====== Excerpted text ======

Duration of time on face
A 3 (Emotion: fearful, happy, neutral) × 2 (Group: LRC, HRA-) repeated-measures ANOVA examining time on the face AOI resulted in no effect of emotion (F(2,94) = .037, p = .96), no effect of group (F(1,47) = .57, p = .45), and no interaction between emotion and group (F(2,94) = .06, p = .94). The two groups showed similar time spent looking to the faces (LRC: M = 8380ms, SD = 3047; HRA-: M = 7635ms, SD = 3615).
Proportion of time on eyes and mouth
Proportion of time on eyes and mouth (out of total time spent looking at the face) was examined using a 3 (Emotion: fearful, happy, neutral) × 2 (Region: eyes, mouth) × 2 (Group: LRC, HRA-) repeated-measures ANOVA, with emotion and region as the within-subjects factors and group as the between-subjects factor. A main effect of region was found, F(1,47) = 60.77, p < .001, ηp2 = .56, with a significantly greater proportion of time spent on the eyes (M = .49, SD = .25) than the mouth (M = .10, SD = .13). Additionally, a significant interaction between emotion and region was found, F(2,94) = 8.48, p < .001, ηp2 = .15, This interaction showed that while there was consistently greater attention to eyes than mouth overall (see Figure 2), for proportion of time spent on the eye region, infants showed significantly greater attention to eyes for fearful faces (M = .54, SD = .27) as compared to happy faces (M = .44, SD = .28; t(48) = 3.94, p < .001, d = .37) and marginally more attention to eyes for fearful faces as compared to neutral (M = .48, SD = .27; t(48) = 1.95, p = .057, d = .22). In contrast, for the mouth region, infants showed a significantly greater proportion of time for happy faces (M = .14, SD = .17) as compared to neutral faces (M = .08, SD = .14; t(48) = 3.09, p = .003, d = .39) and fearful faces (M = .09, SD = .12; t(48) = 3.57, p = .001, d =.34; see Figure 2). There were no other significant main effects (emotion: F(2,94) = 2.48, p = .09; group: F(1,47) = .03, p = .86) and no other significant interactions (emotion × group: F(2,94) = .05, p = .95; region × group: F(1,47) = .07, p = .79; emotion × region × group: F(2,94) = .45, p = .64)
Pupil response to face
A 3 (Emotion: fearful, happy, neutral) × 2 (Group: LRC, HRA-) repeated-measures ANOVA examined pupil size while viewing the face AOI. Results revealed a main effect of group, F(1,47)= 5.69, p = .021, ηp2 = .11, with HRA- showing larger pupil size (M = 3.43, SD = .56) as compared to LRC (M = 3.09, SD = .36). There was no main effect of emotion (F(2,94) = .47, p = .63) or interaction between emotion and group (F(2,94) = .074, p = .93).

====== Record extracts ======

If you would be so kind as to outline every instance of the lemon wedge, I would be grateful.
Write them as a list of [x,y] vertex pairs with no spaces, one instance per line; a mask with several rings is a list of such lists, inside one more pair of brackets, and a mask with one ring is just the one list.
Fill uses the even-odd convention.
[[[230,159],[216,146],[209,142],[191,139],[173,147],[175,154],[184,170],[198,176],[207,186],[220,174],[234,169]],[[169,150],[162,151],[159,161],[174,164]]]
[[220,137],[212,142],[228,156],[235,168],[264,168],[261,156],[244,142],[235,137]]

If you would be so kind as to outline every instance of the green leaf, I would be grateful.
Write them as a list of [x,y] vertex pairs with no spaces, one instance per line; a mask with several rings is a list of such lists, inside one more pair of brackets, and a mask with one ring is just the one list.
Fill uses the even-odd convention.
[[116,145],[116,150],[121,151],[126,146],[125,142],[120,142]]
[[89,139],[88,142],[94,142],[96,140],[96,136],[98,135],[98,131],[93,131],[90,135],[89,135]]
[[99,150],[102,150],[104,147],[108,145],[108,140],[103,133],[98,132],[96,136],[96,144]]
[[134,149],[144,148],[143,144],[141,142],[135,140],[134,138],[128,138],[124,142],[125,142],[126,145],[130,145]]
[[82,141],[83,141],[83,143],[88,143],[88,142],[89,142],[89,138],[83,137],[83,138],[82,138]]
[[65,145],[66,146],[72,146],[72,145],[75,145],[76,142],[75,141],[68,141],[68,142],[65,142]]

======

Task list
a) Reproduce, word for word, the portion of the face-viewing results text that begins with the words containing "Pupil response to" and ends with "(F(2,94) = .074, p = .93).".
b) Continue the face-viewing results text from where it stops.

Answers by task
a)
Pupil response to face
A 3 (Emotion: fearful, happy, neutral) × 2 (Group: LRC, HRA-) repeated-measures ANOVA examined pupil size while viewing the face AOI. Results revealed a main effect of group, F(1,47)= 5.69, p = .021, ηp2 = .11, with HRA- showing larger pupil size (M = 3.43, SD = .56) as compared to LRC (M = 3.09, SD = .36). There was no main effect of emotion (F(2,94) = .47, p = .63) or interaction between emotion and group (F(2,94) = .074, p = .93).

b)
Relations between face scanning and pupil size
A set of correlations examined the relations at 9 months between visual attention and pupil size for LRC and HRA- separately. The face scanning measures included 1) average time on faces, 2) average proportion of time on eyes, and 3) average proportion of time on mouth. The pupil measure was average pupil size to faces. For LRC, significant positive associations were found between average pupil size and attention to faces (r(18) = .65, p = .002; see Figure 3) and proportion of time on eyes (r(18) = .45, p = .045). In HRA-, no significant associations were found.
Associations Between Eye-tracking (9 Months) and CSBS-DP (18 Months)
To address the second major aim of the present study, which asked whether early eye-tracking measures are associated with later social-communicative development, a series of correlations were performed to examine the relations between gaze and pupil responses to faces at 9 months and social-communicative behavior as assessed through the CSBS-DP at 18 months. The face scanning and pupil measures were identical to those included in the prior correlations. The CSBS-DP measures included percentile rank for 1) the social composite score and 2) the total score. Partial correlations, controlling for IQ using the MSEL ELC score at 18 months, were run between eye-tracking measures and CSBS-DP measures separately for each group. Additionally, regression models were run separately for each group with all four eye-tracking variables and the MSEL ELC as predictors of CSBS-DP scores.
For the correlational analyses, in LRC, a significant positive relation was found between proportion of time spent on the eyes at 9 months and CSBS-DP social scores at 18 months, r(14) = .51, p = .044.. Analyses with HRA- infants showed a significant negative correlation between pupil size in response to faces at 9 months and CSBS-DP total scores at 18 months, r(22) = −.47, p = .021 (see Figure 4). No other associations were significant. Table 3 presents all correlations found for LRC and HRA-.
Table 3.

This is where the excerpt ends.